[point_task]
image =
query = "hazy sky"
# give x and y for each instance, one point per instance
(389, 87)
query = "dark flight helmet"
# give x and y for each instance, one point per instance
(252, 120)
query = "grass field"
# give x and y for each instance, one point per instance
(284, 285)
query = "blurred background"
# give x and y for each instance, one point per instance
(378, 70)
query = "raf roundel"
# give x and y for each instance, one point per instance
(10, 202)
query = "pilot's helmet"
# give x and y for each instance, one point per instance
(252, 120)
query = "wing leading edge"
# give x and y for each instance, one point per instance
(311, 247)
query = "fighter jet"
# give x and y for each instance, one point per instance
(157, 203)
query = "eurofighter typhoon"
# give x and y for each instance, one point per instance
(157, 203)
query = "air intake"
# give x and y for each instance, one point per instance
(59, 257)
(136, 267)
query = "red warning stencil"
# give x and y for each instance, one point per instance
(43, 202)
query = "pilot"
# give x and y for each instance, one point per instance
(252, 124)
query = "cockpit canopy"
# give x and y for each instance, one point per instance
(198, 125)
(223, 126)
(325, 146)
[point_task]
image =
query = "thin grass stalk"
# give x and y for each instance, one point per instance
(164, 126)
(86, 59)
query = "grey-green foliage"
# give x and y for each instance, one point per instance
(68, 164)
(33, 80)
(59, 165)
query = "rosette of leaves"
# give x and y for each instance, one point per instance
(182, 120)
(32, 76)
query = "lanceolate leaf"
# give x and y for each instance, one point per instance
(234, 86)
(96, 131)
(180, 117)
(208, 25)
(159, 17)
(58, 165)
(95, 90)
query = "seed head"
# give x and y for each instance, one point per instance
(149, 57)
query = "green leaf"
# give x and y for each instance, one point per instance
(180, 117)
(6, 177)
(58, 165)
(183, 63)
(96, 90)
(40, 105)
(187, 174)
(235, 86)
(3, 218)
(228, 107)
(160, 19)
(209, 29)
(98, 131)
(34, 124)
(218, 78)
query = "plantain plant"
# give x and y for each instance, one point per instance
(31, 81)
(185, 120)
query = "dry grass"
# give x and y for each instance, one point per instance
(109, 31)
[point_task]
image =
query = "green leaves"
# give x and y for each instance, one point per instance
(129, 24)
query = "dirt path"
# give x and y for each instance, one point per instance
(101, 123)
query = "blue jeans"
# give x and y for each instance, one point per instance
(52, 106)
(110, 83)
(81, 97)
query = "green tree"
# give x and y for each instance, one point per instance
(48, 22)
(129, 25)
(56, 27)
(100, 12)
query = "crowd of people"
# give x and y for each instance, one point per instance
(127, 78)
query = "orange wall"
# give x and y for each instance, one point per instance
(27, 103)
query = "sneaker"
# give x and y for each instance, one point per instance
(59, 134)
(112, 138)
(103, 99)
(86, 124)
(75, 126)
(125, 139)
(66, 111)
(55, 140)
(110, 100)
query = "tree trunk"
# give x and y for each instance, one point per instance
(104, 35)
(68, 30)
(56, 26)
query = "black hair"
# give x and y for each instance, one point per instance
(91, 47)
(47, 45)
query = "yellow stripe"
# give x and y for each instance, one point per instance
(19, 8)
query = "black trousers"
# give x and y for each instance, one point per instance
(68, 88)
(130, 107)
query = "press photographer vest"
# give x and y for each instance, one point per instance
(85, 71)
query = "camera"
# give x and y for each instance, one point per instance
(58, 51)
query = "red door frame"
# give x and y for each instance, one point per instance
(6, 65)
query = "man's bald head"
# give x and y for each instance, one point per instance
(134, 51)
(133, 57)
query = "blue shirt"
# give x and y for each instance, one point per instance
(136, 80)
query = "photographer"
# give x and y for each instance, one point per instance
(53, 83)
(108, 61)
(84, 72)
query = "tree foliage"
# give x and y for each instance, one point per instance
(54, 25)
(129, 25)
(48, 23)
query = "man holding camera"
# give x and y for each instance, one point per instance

Exercise description. Restate all of the entries exactly, please.

Exercise answer.
[point_task]
image =
query = "hazy sky"
# give x and y for each instance, one point per instance
(389, 87)
query = "dark flight helmet"
# give x and y for each instance, one point per instance
(252, 120)
query = "grass field"
# give x and y for each instance, one point per instance
(284, 285)
query = "blurred background"
# give x and y for each instance, one point per instance
(378, 70)
query = "raf roundel"
# give x and y for each instance, one point per instance
(10, 202)
query = "pilot's helmet"
# give x and y for each instance, one point per instance
(252, 120)
query = "wing leading edge"
# give x and y for each instance, one point per instance
(311, 247)
query = "fighter jet"
# give x and y for each instance, one point per instance
(157, 203)
query = "eurofighter typhoon"
# give x and y for each instance, one point per instance
(157, 203)
query = "air intake"
# give x and y for each instance, one point per instance
(59, 257)
(136, 267)
query = "red warning stencil"
# give x and y for each instance, one point per instance
(43, 202)
query = "pilot"
# give x and y for each instance, one point per instance
(252, 124)
query = "cockpit canopy"
# give x and y for each instance, one point per instance
(198, 125)
(223, 126)
(325, 146)
[point_task]
image =
query = "thin grass stalk"
# give x and y for each instance, one point per instance
(164, 126)
(86, 59)
query = "grey-green foliage"
# give x and y for each instance, one point per instance
(68, 164)
(33, 80)
(59, 165)
query = "rosette of leaves"
# give x and y for each instance, one point per instance
(182, 120)
(32, 76)
query = "lanceolate leaf"
# give x and y for each instance, one point per instance
(234, 86)
(96, 131)
(180, 117)
(208, 25)
(159, 17)
(58, 165)
(95, 90)
query = "seed head"
# give x and y for each instance, one point per instance
(149, 57)
query = "green leaf"
# give x and y for each instance, one point per instance
(180, 117)
(6, 177)
(58, 165)
(183, 63)
(96, 90)
(40, 105)
(187, 174)
(235, 86)
(3, 218)
(228, 107)
(160, 19)
(209, 29)
(98, 131)
(34, 124)
(218, 78)
query = "plantain plant"
# give x and y for each instance, one point per instance
(31, 81)
(185, 120)
query = "dry grass"
# give x and y for each instance, one point per instance
(109, 31)
[point_task]
image =
query = "green leaves"
# give x and y for each instance, one point per instance
(129, 24)
query = "dirt path"
# give x and y for each instance, one point per instance
(101, 123)
query = "blue jeans"
# give x and y for each instance, one point per instance
(52, 106)
(110, 83)
(81, 97)
query = "green tree"
# give x and y for each instance, one point per instance
(48, 22)
(129, 25)
(56, 27)
(100, 12)
query = "crowd of people"
# give x and y for each instance, one point per instance
(127, 78)
query = "orange wall"
# give x and y for each instance, one point per instance
(27, 103)
query = "sneaker"
# give x and y for each instance, one point per instance
(59, 134)
(112, 138)
(103, 99)
(86, 124)
(75, 126)
(125, 139)
(66, 111)
(55, 140)
(110, 100)
query = "tree trunk"
# give x and y for each instance, one point per instance
(104, 35)
(68, 30)
(56, 26)
query = "black hair"
# give x and y for each instance, one point per instance
(91, 47)
(47, 45)
query = "yellow stripe"
# give x and y for each instance, one point per instance
(19, 8)
query = "black trousers"
# give x and y for each instance, one point per instance
(68, 88)
(130, 107)
query = "press photographer vest"
# give x and y for each instance, one point per instance
(85, 71)
query = "camera"
# give x and y for each instance, one point per instance
(58, 51)
query = "red door frame"
# give x and y for each instance, one point per instance
(6, 65)
query = "man's bald head"
# give x and y for each instance, one point per instance
(134, 51)
(133, 57)
query = "blue shirt"
# give x and y for each instance, one point per instance
(136, 80)
query = "photographer"
# give x and y for each instance, one point per instance
(53, 83)
(108, 61)
(84, 72)
query = "tree foliage"
# give x and y for each instance, one point per instance
(54, 25)
(129, 25)
(48, 23)
query = "man holding camera"
# give x and y for each instance, one point per instance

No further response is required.